- **THE RECORDS**

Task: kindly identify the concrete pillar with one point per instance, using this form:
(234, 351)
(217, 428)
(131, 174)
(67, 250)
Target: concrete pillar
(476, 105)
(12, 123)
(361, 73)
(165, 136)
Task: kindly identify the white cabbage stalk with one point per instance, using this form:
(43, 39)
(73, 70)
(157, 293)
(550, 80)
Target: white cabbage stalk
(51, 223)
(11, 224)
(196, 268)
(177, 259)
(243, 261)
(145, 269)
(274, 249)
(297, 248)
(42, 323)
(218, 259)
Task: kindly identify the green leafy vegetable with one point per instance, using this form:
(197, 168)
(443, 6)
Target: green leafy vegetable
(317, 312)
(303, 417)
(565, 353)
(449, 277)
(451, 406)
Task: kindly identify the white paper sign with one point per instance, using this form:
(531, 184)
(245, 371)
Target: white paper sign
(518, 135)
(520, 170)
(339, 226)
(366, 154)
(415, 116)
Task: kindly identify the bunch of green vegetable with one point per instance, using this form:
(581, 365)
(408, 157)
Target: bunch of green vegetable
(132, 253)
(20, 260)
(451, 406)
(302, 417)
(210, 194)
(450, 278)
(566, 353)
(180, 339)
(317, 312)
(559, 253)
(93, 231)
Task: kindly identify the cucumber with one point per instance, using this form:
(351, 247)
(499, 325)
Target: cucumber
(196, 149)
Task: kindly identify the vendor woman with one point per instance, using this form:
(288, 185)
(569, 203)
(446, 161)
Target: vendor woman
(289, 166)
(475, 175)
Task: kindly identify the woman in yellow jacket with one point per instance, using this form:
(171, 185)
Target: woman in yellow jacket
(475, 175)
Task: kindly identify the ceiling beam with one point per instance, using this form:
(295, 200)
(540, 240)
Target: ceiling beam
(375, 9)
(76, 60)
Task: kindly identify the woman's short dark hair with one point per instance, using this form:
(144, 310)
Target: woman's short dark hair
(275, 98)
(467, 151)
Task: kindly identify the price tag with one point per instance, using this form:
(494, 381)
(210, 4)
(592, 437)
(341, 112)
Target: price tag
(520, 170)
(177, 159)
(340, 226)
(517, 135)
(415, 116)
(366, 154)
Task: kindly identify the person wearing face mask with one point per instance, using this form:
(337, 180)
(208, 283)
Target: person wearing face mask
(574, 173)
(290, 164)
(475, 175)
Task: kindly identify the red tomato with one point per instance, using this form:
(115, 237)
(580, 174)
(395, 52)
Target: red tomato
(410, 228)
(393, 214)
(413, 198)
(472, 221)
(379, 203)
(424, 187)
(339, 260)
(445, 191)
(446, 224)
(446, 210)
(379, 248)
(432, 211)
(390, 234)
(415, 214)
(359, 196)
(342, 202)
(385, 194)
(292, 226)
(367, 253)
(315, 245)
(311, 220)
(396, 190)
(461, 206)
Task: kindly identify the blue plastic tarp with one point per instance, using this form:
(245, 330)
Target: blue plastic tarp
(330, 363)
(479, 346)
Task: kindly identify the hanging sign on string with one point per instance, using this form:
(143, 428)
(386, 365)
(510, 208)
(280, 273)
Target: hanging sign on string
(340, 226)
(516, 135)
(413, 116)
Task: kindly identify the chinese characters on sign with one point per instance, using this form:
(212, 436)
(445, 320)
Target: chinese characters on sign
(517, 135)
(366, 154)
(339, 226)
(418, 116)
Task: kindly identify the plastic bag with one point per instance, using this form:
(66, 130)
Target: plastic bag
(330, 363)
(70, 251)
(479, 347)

- **THE EXERCISE**
Produce an exact copy of the whole listing.

- **SOLUTION FOR THIS TASK**
Task: kindly identify the concrete pillar with one point per instance, using this form:
(234, 351)
(217, 428)
(131, 174)
(67, 250)
Target: concrete pillar
(476, 105)
(12, 123)
(361, 73)
(165, 136)
Task: kindly identify the white cabbage stalk with one point per instance, using this form:
(43, 39)
(73, 70)
(157, 293)
(550, 80)
Target: white cabbage stalk
(51, 223)
(11, 224)
(196, 268)
(177, 259)
(243, 261)
(145, 269)
(274, 249)
(297, 248)
(42, 323)
(218, 259)
Task: kindly identify the green leafy vegetable with one point per instance, using this form:
(197, 168)
(443, 6)
Target: green leafy vegetable
(317, 312)
(303, 417)
(565, 353)
(449, 277)
(451, 406)
Task: kindly identify the white paper sign with one point per instance, using this form:
(531, 184)
(245, 371)
Target: white paper sign
(518, 135)
(520, 170)
(339, 226)
(366, 154)
(415, 116)
Task: kindly identify the bunch of green vegetable with one point per instance, using this form:
(581, 365)
(408, 157)
Target: bunch of green vegetable
(132, 253)
(20, 260)
(451, 406)
(302, 417)
(210, 194)
(450, 278)
(566, 353)
(180, 339)
(317, 312)
(559, 253)
(93, 231)
Task: kindly identify the cucumber with one point per instance, using this form:
(351, 247)
(499, 325)
Target: cucumber
(196, 149)
Task: kindly identify the vendor woman with one point per instance, using this form:
(288, 185)
(569, 203)
(446, 161)
Target: vendor woman
(289, 166)
(475, 175)
Task: kindly identify the woman in yellow jacket with one point per instance, using this form:
(171, 185)
Target: woman in yellow jacket
(475, 175)
Task: kindly identify the ceiling beam with one point per instance, using this form:
(295, 200)
(540, 240)
Target: ceiling beam
(375, 9)
(76, 60)
Task: kindly identify the woman's short dark hair with one point per instance, using this form:
(144, 310)
Target: woman's short dark hair
(275, 98)
(467, 151)
Task: kindly identify the price tag with one point per instance, using this form:
(494, 381)
(210, 4)
(592, 437)
(341, 112)
Target: price tag
(520, 170)
(177, 159)
(340, 226)
(517, 135)
(415, 116)
(366, 154)
Task: kindly identify the person wearing face mask with one point per instance, using this form:
(337, 180)
(208, 283)
Target: person wearing face mask
(574, 173)
(290, 164)
(475, 175)
Task: kindly identify the red tomato with one point per instance, using this form:
(115, 237)
(580, 174)
(395, 52)
Target: red tomato
(410, 228)
(393, 214)
(413, 198)
(472, 221)
(379, 203)
(424, 187)
(339, 260)
(445, 191)
(446, 224)
(446, 210)
(379, 248)
(432, 211)
(390, 234)
(415, 214)
(359, 196)
(342, 202)
(385, 194)
(292, 226)
(367, 253)
(315, 245)
(311, 220)
(396, 190)
(461, 206)
Task: kindly identify the blue plastic tarp with one point per instance, using this form:
(245, 330)
Target: blue plastic tarp
(330, 363)
(479, 346)
Task: kindly identify the hanging sign on string with one point per instance, using this form:
(143, 428)
(386, 365)
(510, 208)
(280, 273)
Target: hanging sign on string
(340, 226)
(516, 135)
(413, 116)
Task: kindly identify the chinese characters on sign with one point per instance, using this form:
(212, 436)
(445, 320)
Target: chinese characters on sign
(517, 135)
(366, 154)
(339, 226)
(418, 116)
Task: kindly identify the plastic bag with one point per instance, using this form:
(66, 130)
Target: plastic bag
(330, 363)
(70, 251)
(479, 347)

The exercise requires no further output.